-- DOCUMENT SECTION --
● ● ● ● ●

# SENTIMENT ANALYSIS USING ROMANIAN BERT

First we need to install dependencies.

In [None]:
!pip3 install transformers tokenizers pytorch-lightning torch

Import all dependencies

In [27]:
import torch
from torch import nn
import torch.nn.functional as F
from transformers import *
import logging
import os
from functools import lru_cache
from tokenizers import ByteLevelBPETokenizer
from tokenizers.processors import BertProcessing
import pytorch_lightning as pl
from torch.utils.data import DataLoader, Dataset
import pandas as pd
from sklearn.metrics import classification_report
import matplotlib.pyplot as plt
from scipy.spatial.distance import cosine
from imbalanced_sampler import ImbalancedDatasetSampler
from argparse import Namespace
from model import SentimentModel
from data import SentimentDataset
from imbalanced_sampler import ImbalancedDatasetSampler
import matplotlib
matplotlib.style.use('ggplot')

Load dataset.

In [60]:
# Load Data
df = pd.read_csv("./ro/train.csv")
df.dropna(inplace=True)
df.label = df.label.astype('category')
train_df = df.iloc[:15000]
validation_df = df.iloc[15000:]
test_df = pd.read_csv("./ro/test.csv")
test_df.dropna(inplace=True)

label2int = {
  "meta_minus_m": 0,
  "meta_plus_m": 1,
  "meta_zero": 2,
  "meta_amb": 3
}

In [55]:
train_df = train_df.iloc[:100]
validation_df = validation_df.iloc[:10]
test_df = test_df.iloc[:10]

Load pre-trained model  and tokenizer. Declare hparams

In [56]:
name = "dumitrescustefan/bert-base-romanian-cased-v1"
tokenizer = AutoTokenizer.from_pretrained(name)
config = BertConfig.from_pretrained(name, output_hidden_states=True)
model = AutoModel.from_pretrained(name, config=config)

hparams = Namespace(
    train_df=train_df,
    test_df=test_df,
    val_df=validation_df,
    batch_size=16,
    warmup_steps=100,
    epochs=1,
    lr=5e-4,
    accumulate_grad_batches=1,
)
module = TrainingModule(hparams)

INFO:transformers.tokenization_utils:Model name 'dumitrescustefan/bert-base-romanian-cased-v1' not found in model shortcut name list (bert-base-uncased, bert-large-uncased, bert-base-cased, bert-large-cased, bert-base-multilingual-uncased, bert-base-multilingual-cased, bert-base-chinese, bert-base-german-cased, bert-large-uncased-whole-word-masking, bert-large-cased-whole-word-masking, bert-large-uncased-whole-word-masking-finetuned-squad, bert-large-cased-whole-word-masking-finetuned-squad, bert-base-cased-finetuned-mrpc, bert-base-german-dbmdz-cased, bert-base-german-dbmdz-uncased, bert-base-finnish-cased-v1, bert-base-finnish-uncased-v1). Assuming 'dumitrescustefan/bert-base-romanian-cased-v1' is a path or url to a directory containing tokenizer files.
INFO:transformers.tokenization_utils:Didn't find file dumitrescustefan/bert-base-romanian-cased-v1/added_tokens.json. We won't load it.
INFO:transformers.tokenization_utils:Didn't find file dumitrescustefan/bert-base-romanian-cased-v1

Define pytorch-lightning module

In [57]:
class TrainingModule(pl.LightningModule):
    def __init__(self, hparams):
        super().__init__()

● ● ● ● ●

-- PROBLEMS AND TASKS --
1. In the Romanian BERT sentiment notebook, rewrite the part from "Load dataset." up to and including "test_df.dropna(inplace=True)", switching "test_df" to "eval_df".
2. Name every label key defined in the label2int mapping of the Romanian BERT sentiment notebook.
3. Write the next part of the Romanian BERT sentiment notebook, picking up after its final line.
The rows that follow come from a separate source.

(Entries drawn from a collection)

● ● ● ● ●

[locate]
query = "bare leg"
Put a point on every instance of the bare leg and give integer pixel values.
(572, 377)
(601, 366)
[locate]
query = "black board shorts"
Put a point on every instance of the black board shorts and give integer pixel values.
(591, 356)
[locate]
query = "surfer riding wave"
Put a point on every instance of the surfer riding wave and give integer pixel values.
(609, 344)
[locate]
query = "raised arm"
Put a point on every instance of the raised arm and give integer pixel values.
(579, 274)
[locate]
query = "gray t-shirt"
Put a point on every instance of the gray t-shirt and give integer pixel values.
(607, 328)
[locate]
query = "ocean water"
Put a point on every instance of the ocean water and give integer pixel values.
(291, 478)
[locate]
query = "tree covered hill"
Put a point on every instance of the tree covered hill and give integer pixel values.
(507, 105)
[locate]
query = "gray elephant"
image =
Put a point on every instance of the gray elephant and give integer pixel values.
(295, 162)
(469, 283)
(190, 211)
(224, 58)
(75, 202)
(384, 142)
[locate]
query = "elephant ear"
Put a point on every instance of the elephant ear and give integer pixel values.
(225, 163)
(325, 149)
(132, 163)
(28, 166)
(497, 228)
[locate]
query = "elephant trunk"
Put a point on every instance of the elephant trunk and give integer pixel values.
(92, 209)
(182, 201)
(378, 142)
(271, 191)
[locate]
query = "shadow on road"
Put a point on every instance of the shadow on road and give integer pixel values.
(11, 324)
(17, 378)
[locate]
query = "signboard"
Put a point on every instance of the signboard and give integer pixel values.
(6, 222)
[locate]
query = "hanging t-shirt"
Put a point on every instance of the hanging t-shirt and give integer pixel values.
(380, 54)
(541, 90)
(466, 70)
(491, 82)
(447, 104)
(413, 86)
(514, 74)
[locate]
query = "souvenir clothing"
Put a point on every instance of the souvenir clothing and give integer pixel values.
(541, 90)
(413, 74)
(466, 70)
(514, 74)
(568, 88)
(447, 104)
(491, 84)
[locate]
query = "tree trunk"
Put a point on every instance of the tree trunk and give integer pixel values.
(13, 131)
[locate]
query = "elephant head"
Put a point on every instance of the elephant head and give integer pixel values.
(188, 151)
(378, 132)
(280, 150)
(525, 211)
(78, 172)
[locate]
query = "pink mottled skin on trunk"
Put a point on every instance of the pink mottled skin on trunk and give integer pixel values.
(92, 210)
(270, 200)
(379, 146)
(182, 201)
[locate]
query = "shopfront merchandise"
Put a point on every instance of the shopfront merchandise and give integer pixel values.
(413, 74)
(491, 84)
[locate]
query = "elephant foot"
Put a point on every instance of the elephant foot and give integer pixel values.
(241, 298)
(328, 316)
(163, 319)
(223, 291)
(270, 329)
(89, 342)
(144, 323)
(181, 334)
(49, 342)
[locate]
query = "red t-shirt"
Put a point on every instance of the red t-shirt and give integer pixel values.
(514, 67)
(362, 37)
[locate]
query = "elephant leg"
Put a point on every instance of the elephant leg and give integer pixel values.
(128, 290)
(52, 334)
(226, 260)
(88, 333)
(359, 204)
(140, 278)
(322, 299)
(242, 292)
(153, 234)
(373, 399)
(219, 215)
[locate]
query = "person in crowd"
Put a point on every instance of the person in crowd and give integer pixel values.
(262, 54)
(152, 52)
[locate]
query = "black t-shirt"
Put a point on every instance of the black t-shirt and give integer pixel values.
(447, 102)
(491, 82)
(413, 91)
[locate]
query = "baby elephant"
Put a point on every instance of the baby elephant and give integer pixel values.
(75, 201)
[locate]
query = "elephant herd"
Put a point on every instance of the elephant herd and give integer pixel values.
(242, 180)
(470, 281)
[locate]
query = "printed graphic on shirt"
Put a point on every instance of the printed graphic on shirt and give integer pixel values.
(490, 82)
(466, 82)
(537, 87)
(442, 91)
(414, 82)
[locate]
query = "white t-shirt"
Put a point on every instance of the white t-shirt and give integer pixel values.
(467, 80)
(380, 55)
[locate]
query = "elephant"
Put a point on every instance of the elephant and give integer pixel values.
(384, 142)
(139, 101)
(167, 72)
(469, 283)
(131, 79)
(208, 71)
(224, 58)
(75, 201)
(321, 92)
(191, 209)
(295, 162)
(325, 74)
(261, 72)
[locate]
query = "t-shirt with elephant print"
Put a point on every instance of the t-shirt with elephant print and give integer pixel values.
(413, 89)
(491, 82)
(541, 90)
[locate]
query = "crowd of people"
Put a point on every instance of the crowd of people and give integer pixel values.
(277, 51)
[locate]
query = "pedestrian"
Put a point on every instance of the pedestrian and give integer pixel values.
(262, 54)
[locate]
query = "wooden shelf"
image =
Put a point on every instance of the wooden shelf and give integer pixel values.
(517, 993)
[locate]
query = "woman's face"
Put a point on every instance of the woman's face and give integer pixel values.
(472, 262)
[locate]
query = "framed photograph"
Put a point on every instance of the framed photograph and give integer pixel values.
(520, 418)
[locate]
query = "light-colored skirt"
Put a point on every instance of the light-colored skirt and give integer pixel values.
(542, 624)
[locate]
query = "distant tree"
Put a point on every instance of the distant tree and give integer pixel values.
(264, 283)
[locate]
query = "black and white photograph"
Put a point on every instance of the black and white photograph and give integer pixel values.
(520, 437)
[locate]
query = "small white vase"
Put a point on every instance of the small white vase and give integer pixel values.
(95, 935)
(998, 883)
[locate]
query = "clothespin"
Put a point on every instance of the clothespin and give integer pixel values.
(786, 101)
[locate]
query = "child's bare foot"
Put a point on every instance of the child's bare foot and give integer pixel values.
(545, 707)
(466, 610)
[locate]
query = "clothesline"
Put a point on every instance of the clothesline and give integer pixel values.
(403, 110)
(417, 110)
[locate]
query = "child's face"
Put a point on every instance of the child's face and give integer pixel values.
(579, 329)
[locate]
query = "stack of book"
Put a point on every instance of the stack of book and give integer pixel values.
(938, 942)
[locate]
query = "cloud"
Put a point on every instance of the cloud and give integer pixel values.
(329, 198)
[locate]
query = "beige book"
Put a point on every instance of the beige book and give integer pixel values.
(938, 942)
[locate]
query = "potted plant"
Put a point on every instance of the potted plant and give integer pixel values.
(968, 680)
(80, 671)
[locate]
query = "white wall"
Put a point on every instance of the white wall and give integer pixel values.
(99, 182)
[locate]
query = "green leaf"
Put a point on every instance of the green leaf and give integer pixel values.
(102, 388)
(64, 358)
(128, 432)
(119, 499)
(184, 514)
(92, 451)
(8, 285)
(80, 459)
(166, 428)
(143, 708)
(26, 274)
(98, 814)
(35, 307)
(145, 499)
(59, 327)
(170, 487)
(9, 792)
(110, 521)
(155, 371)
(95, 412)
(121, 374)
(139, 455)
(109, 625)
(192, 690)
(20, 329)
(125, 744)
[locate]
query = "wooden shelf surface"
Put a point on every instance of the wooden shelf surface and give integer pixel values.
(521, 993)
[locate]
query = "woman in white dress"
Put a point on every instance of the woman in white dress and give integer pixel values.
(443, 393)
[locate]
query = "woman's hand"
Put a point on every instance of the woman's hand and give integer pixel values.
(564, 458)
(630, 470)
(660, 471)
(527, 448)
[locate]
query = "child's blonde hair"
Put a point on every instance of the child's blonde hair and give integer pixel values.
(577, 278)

● ● ● ● ●

-- RESPONSES TO THE EXERCISE --
1.
Load dataset.

In [60]:
# Load Data
df = pd.read_csv("./ro/train.csv")
df.dropna(inplace=True)
df.label = df.label.astype('category')
train_df = df.iloc[:15000]
validation_df = df.iloc[15000:]
eval_df = pd.read_csv("./ro/test.csv")
eval_df.dropna(inplace=True)

2. meta_minus_m, meta_plus_m, meta_zero, meta_amb

3.
        self.model = SentimentModel(model, tokenizer, output_size=2)
        self.loss = nn.CrossEntropyLoss()
        self.hparams = hparams
        
    def step(self, batch, step_name="train"):
        X, y = batch
        loss = self.loss(self.forward(X), y)
        loss_key = f"{step_name}_loss"
        tensorboard_logs = {loss_key: loss}
        print({ ("loss" if step_name == "train" else loss_key): loss, 'log': tensorboard_logs,
               "progress_bar": {loss_key: loss}})
        return { ("loss" if step_name == "train" else loss_key): loss, 'log': tensorboard_logs,
               "progress_bar": {loss_key: loss}}
    
    def forward(self, X):
        return self.model(X)
    
    def training_step(self, batch, batch_idx):
        return self.step(batch, "train")
    
    def validation_step(self, batch, batch_idx):
        return self.step(batch, "valid")
    
    def validation_end(self, outputs):
        loss = torch.stack([x["valid_loss"] for x in outputs]).mean()
        return {"valid_loss": loss}
        
    def test_step(self, batch, batch_idx):
        return self.step(batch, "test")
    
    def train_dataloader(self):
        return self.create_data_loader(mode="train", df=self.hparams.train_df)
    
    def val_dataloader(self):
        return self.create_data_loader(mode="val", df=self.hparams.val_df)

    def test_dataloader(self):
        return self.create_data_loader(mode="test", df=self.hparams.test_df)
    
    def create_data_loader(self, mode, df, shuffle=False):
        if mode == "train":
            return DataLoader(
                    SentimentDataset(df),
                    batch_size=self.hparams.batch_size,
                    shuffle=False,
                    #sampler=ImbalancedDatasetSampler(train_df)
                    )
        else:
            return DataLoader(
                    SentimentDataset(df),
                    batch_size=self.hparams.batch_size,
                    shuffle=False
                    )
    
    @lru_cache()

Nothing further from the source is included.